[Stored dataset items]
-.-.-

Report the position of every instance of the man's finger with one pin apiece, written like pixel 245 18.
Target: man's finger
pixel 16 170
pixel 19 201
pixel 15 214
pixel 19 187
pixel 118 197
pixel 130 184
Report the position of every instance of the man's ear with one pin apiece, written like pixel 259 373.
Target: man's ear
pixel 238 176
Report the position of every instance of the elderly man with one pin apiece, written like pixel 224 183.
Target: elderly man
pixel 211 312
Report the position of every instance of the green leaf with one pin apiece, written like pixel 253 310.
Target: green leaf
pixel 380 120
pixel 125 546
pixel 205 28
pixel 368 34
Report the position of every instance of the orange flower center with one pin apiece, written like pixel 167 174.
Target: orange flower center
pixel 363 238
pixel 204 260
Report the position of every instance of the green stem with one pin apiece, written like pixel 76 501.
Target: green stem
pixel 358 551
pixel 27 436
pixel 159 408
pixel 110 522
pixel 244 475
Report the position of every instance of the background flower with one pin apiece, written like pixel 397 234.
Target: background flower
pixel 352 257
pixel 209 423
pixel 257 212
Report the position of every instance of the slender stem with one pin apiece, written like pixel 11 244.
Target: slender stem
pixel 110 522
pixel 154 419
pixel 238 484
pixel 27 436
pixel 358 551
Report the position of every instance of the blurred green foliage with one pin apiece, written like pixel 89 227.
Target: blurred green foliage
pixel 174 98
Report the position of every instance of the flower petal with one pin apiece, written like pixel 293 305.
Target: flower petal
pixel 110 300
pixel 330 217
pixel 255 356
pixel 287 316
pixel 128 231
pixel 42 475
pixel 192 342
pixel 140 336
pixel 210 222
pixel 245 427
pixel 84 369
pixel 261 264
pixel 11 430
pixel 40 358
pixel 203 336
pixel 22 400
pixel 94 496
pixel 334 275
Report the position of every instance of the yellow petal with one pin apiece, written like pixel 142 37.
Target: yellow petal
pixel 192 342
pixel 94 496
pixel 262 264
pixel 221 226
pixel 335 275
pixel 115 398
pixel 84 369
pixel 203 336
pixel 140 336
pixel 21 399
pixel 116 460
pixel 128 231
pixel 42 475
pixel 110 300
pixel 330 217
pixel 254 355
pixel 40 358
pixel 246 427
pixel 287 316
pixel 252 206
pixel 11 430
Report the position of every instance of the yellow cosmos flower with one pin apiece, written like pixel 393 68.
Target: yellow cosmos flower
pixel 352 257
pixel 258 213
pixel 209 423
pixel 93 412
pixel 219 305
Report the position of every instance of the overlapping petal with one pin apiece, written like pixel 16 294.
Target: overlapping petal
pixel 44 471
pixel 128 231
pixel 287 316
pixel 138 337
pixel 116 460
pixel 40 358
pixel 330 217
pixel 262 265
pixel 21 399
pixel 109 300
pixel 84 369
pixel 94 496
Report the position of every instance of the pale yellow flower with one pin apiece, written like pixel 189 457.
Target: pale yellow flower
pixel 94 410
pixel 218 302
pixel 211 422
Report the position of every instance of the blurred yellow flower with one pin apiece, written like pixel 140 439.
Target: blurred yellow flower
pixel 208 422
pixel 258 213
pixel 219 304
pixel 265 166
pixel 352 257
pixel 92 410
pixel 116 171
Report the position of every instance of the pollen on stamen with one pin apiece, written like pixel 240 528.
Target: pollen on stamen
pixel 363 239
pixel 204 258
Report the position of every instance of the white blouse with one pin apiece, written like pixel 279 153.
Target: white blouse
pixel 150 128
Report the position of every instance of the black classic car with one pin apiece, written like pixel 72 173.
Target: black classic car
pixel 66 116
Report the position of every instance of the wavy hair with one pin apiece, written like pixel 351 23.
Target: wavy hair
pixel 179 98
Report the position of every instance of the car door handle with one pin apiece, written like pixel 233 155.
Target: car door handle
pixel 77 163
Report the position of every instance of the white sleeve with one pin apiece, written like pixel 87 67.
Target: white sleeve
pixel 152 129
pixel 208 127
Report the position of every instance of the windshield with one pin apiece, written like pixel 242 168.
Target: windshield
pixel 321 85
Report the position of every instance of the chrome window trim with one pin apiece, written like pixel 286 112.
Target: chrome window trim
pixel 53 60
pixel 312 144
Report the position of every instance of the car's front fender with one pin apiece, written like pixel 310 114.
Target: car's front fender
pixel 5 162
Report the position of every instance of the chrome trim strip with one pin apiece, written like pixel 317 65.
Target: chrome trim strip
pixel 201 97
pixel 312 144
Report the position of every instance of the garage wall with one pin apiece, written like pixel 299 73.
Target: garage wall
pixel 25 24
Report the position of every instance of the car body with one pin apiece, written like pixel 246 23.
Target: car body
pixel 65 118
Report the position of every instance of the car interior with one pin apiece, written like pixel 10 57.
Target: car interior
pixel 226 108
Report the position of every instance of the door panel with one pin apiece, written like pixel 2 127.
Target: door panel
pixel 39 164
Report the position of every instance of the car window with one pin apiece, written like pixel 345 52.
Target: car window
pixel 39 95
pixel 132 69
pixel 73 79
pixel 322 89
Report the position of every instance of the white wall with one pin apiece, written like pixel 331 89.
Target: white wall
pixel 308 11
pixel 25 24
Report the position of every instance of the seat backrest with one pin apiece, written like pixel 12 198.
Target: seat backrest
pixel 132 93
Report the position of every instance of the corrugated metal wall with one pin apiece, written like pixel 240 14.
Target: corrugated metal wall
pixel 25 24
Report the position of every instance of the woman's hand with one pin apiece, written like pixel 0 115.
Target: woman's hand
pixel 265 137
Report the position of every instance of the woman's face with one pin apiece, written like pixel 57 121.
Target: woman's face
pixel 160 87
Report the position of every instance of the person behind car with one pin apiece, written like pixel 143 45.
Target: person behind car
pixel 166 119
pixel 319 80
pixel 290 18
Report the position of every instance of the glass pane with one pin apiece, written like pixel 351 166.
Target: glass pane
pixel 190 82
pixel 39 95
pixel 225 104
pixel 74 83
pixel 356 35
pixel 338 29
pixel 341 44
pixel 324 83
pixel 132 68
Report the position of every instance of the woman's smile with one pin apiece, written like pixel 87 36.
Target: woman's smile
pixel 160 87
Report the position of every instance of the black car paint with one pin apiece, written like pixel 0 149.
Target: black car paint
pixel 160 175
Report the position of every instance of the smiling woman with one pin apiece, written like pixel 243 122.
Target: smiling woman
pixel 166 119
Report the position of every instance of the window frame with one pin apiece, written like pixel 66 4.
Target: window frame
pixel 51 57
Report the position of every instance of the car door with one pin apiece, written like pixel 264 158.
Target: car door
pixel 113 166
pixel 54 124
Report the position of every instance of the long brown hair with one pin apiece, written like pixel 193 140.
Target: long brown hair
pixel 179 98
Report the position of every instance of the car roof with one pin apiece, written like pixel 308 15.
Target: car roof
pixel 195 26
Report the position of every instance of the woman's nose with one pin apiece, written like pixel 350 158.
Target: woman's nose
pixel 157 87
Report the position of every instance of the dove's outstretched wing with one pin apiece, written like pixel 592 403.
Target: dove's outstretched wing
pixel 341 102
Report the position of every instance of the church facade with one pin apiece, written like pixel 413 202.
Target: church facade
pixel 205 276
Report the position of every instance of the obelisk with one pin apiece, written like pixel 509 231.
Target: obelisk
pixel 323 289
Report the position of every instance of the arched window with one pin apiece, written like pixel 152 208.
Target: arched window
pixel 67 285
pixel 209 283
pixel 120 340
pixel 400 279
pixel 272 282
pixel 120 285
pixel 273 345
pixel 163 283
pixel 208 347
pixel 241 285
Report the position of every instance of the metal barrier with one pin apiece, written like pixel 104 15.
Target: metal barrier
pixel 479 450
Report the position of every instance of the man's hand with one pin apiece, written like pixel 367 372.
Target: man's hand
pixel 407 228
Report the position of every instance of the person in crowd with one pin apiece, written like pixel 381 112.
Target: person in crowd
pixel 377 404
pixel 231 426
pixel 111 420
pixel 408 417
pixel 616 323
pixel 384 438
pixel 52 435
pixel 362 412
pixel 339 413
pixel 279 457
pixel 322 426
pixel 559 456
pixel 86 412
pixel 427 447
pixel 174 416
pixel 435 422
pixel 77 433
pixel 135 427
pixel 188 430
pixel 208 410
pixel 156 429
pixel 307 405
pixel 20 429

-.-.-

Can you rewrite the records starting at the line containing "Report the position of every instance of the blurred green" and ending after the line containing "pixel 174 98", requests included, shifting each answer coordinate up by 100?

**Final result:**
Report the position of every instance of the blurred green foliage with one pin apiece, written like pixel 89 227.
Target: blurred green foliage
pixel 274 198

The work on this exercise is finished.